:: Work required ::
Reproduce exactly, and only, the lines running from the start of the entries below to the line containing "Target: buffalo herd".

Natural-language object grounding data
------------------------------------
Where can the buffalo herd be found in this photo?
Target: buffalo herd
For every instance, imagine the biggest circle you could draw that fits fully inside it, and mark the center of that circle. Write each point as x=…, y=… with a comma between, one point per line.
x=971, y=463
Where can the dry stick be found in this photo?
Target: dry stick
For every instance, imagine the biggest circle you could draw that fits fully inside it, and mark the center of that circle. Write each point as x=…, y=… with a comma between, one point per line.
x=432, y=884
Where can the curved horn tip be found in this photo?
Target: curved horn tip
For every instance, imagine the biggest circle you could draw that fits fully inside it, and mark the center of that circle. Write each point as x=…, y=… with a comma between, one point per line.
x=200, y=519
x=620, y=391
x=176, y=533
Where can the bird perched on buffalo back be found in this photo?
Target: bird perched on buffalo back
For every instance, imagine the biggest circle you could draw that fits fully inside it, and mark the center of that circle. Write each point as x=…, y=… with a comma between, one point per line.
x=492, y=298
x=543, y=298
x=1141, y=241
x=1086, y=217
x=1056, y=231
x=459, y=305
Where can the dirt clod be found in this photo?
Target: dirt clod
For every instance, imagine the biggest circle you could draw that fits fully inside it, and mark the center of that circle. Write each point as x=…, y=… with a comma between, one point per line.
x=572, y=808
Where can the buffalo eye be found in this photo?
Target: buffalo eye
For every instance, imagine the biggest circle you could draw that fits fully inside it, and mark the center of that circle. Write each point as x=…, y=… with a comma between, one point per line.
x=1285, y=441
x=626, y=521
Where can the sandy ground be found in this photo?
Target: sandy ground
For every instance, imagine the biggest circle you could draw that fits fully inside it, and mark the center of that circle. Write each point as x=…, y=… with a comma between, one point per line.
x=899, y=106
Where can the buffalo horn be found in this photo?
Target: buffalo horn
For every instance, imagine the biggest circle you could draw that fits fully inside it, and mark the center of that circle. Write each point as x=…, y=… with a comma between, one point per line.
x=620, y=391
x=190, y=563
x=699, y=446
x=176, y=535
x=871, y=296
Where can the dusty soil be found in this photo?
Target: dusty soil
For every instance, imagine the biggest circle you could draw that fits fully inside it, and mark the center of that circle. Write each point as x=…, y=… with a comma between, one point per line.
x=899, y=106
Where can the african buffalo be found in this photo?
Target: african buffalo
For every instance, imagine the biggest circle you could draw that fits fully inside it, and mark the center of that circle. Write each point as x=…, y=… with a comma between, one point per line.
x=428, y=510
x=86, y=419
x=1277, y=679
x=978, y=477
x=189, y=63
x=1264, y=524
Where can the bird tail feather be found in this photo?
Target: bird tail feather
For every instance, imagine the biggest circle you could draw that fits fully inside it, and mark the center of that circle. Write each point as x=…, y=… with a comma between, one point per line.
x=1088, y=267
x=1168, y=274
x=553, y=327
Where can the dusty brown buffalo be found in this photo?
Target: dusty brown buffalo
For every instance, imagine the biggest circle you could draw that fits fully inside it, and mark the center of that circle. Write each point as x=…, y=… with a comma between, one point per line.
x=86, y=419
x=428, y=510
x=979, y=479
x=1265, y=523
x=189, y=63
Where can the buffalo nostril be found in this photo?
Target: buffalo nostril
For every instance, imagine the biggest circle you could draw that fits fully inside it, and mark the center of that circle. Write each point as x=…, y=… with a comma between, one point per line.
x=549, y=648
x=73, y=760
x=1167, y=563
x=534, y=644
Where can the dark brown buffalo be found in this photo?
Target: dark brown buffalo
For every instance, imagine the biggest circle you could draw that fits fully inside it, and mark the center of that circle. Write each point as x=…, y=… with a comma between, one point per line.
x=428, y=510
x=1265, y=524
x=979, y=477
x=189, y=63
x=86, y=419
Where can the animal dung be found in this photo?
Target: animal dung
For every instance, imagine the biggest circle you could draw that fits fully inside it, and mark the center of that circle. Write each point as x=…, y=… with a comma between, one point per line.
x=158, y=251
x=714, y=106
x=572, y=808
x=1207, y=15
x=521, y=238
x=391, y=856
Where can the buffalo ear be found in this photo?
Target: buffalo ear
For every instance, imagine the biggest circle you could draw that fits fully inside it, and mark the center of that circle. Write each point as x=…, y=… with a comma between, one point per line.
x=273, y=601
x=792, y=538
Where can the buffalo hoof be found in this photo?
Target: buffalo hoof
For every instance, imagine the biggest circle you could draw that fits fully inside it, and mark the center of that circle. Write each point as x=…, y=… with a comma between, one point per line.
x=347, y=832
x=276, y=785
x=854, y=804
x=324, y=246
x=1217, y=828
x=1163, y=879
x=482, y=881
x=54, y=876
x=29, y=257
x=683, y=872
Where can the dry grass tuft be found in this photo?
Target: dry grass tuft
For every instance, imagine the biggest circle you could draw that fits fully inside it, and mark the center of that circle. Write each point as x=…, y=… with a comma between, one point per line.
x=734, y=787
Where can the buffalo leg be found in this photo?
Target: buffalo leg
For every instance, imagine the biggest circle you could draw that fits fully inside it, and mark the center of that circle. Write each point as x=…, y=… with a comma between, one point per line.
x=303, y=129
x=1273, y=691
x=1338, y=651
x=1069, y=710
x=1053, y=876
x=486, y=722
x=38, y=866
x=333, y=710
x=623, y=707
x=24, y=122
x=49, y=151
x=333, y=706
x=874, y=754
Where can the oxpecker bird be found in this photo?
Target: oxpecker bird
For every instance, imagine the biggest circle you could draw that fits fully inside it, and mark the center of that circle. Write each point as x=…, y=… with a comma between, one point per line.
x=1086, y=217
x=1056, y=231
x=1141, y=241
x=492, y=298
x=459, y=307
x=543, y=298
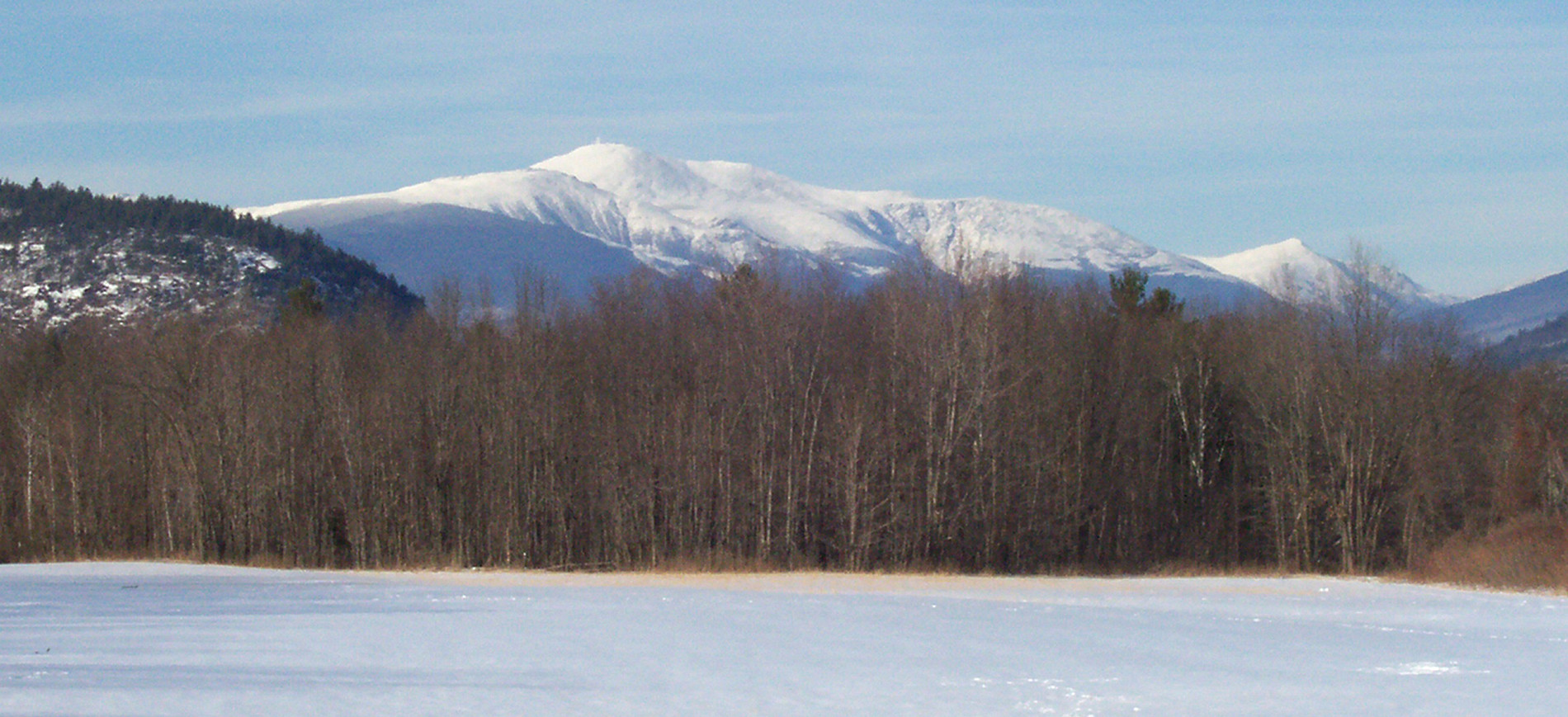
------------------------------------
:: Task solution ::
Where can the buffalo herd be found in this photo?
Target: buffalo herd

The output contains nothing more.